#### RAW DATA

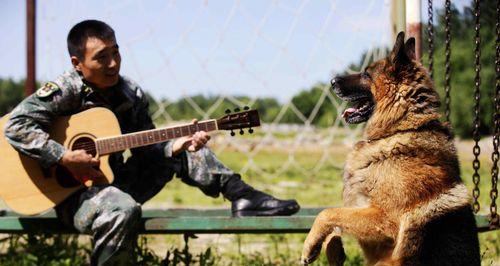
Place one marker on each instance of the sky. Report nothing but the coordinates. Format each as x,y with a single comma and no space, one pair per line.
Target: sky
258,48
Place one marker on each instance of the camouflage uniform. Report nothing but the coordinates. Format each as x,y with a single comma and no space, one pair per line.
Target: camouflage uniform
110,213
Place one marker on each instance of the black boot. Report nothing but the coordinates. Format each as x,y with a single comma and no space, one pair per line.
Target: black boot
247,201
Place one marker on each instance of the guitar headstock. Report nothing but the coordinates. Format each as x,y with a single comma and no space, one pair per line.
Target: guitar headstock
239,120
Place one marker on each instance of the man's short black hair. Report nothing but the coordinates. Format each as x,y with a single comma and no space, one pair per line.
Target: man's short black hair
81,32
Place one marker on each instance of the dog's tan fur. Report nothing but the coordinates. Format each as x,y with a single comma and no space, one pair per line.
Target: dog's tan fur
403,197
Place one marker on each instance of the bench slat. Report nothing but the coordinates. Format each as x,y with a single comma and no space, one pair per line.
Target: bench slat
177,221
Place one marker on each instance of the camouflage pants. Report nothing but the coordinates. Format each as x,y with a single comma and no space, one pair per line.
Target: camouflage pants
110,213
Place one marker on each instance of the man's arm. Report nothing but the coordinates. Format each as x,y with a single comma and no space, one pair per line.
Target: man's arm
27,128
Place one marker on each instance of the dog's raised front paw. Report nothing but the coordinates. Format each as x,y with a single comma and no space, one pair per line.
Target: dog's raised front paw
310,253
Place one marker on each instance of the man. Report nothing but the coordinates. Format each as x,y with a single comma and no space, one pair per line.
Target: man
110,213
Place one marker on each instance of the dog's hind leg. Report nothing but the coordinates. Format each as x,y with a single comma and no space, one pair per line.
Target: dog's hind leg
334,249
367,224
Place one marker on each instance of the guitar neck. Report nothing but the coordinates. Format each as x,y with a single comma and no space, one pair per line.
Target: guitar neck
143,138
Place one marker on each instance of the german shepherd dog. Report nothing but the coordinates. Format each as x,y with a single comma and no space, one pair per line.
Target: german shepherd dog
403,197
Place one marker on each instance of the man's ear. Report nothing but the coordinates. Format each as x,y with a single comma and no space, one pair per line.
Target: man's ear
77,64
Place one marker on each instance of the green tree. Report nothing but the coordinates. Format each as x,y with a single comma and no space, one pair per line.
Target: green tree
462,66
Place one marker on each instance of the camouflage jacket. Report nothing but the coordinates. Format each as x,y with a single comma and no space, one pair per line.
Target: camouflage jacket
29,122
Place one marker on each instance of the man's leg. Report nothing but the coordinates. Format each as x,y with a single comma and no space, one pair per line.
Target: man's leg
203,170
110,216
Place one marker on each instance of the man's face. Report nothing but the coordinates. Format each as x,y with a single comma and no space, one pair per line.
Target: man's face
101,63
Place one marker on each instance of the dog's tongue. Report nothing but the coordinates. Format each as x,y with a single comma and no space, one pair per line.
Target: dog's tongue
348,111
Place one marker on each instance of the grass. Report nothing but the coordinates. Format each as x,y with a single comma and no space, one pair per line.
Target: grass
302,179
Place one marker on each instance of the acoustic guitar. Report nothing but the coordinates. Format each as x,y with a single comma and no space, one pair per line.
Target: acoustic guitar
28,189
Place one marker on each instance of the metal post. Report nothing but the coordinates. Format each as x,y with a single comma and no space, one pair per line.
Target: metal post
414,24
30,45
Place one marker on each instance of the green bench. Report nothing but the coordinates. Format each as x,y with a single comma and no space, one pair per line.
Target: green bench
186,221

########

_TASK REQUIREMENTS:_
Only the pictures stay behind; everything else in the data above is to be retyped exactly.

_EXERCISE OUTPUT:_
Place one marker on each instance of the sky. Report nothing but the coordinates. Format each as x,y with a single comma and no space, one pair per line.
Target: sky
258,48
Place one marker on each instance of the camouflage uniform. Report nothing but the coordinates. Format each as x,y with a single comma and no space, one pair per line.
Target: camouflage uniform
110,213
Place one marker on each instance of the black boot. Report nothing but the coordinates. Format each as x,y with a single comma and no space, one pair per line.
Target: black boot
247,201
Place one marker on each instance of the guitar headstock. Report nothing but the coordinates. Format each as x,y with a single comma and no space, one pair per line.
Target: guitar headstock
239,120
Place one marker on each instance of the man's short black hair. Report nothing but the coordinates. Format each as x,y with a single comma and no space, one pair per line.
Target: man's short black hair
81,32
Place one marker on each instance of the dog's tan fur. Report nothing but the coordinates. Format each as x,y with a single comma and no space, one pair per line.
Target: dog's tan fur
403,197
Place one marker on each instance of the bench slat. Report nothing but the coordinates. Format each as x,y with a single comma and no space, one pair per line.
Target: bench slat
177,221
Place one marker on each instance of the camouflage pants. Report nothing but the coordinates. Format each as x,y with a single comma and no space, one pair per line.
Target: camouflage pants
110,213
Place one marker on each instance of the man's arm. Report nothing but the coordinates. Format each as x,y with a single comma and no space, one pair per line.
Target: man's arm
27,128
Place one marker on each instance of the dog's raised front paw. Report nothing but the coordinates. Format each as x,y with a single comma and no space, one pair per line.
Target: dog's raised front paw
310,253
Place one marker on each instance of the man. Report nothing but the coordinates. Format each as x,y with a single comma and no space, one pair per line.
Target: man
110,213
Place one marker on each instance of the dog's hind leg. Report nothing but the coordinates. Format each as x,y with a single comma and no space, one pair per line.
Target: dog's hind leg
334,249
367,224
Place one marker on each instance of the guitar neck. Report nothing but the coordinates. Format each as x,y with a single comma and no space, one pair per line.
Target: guitar neck
143,138
Place one marker on each instance of the german shepherd dog. Report nothing but the coordinates. Format each as x,y with a single comma and no space, one pair per line.
Target: german shepherd dog
403,197
Place one marker on each instance of the man's ear. Report nothing but the coordinates. Format each as x,y with a single comma and no space, one pair per line.
Target: man's ear
77,64
Place one marker on each instance of the green tree. Report nothing but the coordinates. Format each as x,y with a single comma and no space, one pair per line.
Target: green tree
462,66
Place one marker on each instance of the camouflage jacket. Report nothing but the coordinates. Format each as x,y with a single comma and no space, one pair per line.
Target: camouflage jacket
29,122
Place one marker on each instance of the man's leg. Report nothing but the coordinates. Format each as x,y with a single comma and no space, one pair per line.
Target: man's leg
203,170
110,216
Place one marker on each instance of the man's face. Report nothing but the coordinates. Format each as x,y with a single comma and no space, one pair per line.
Target: man's face
101,63
Place one marker on each instance of the dog's tongue. Report nothing but the coordinates. Format each as x,y with a single comma and no space, one pair per line.
Target: dog's tongue
348,111
Place one marker on each instance of the grass. Report nothing but the coordinates. Format each as x,y with a single comma and no space, one pair per line.
Target: grass
302,179
Place one marker on each instance of the acoustic guitar. Report nothing but the coordinates. Format each as x,y with a single comma and no space, one pair per line.
Target: acoustic guitar
28,189
Place one marker on each instance of the metal post. Report nothing but the coordinates. Format each as x,y with a single comma and no space, one pair per line.
Target: metal post
414,24
30,45
Place one marker on each instance of the green bench. Report nothing but the coordinates. Format each as x,y with a single comma and no space, one pair per line.
Target: green bench
186,221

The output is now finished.